→ **Assigned task**:
Only the line containing "Please provide the" and the lines after it, through the end of the data below, are to be returned, each exactly as it stands.

→ **Task material**:
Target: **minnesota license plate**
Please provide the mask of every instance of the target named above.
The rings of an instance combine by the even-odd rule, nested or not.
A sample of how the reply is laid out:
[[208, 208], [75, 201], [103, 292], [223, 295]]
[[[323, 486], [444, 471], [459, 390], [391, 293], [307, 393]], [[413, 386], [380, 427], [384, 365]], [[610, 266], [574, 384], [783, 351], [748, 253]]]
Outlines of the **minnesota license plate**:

→ **Response area**:
Please provide the mask of every instance of the target named above.
The rings of an instance combine by the even-odd rule, nested or not.
A sample of how the reply is laid out:
[[208, 208], [75, 201], [103, 292], [223, 295]]
[[[323, 486], [444, 471], [459, 390], [391, 293], [307, 393]], [[413, 386], [380, 427], [384, 365]], [[610, 266], [574, 384], [783, 351], [748, 253]]]
Outlines of the **minnesota license plate**:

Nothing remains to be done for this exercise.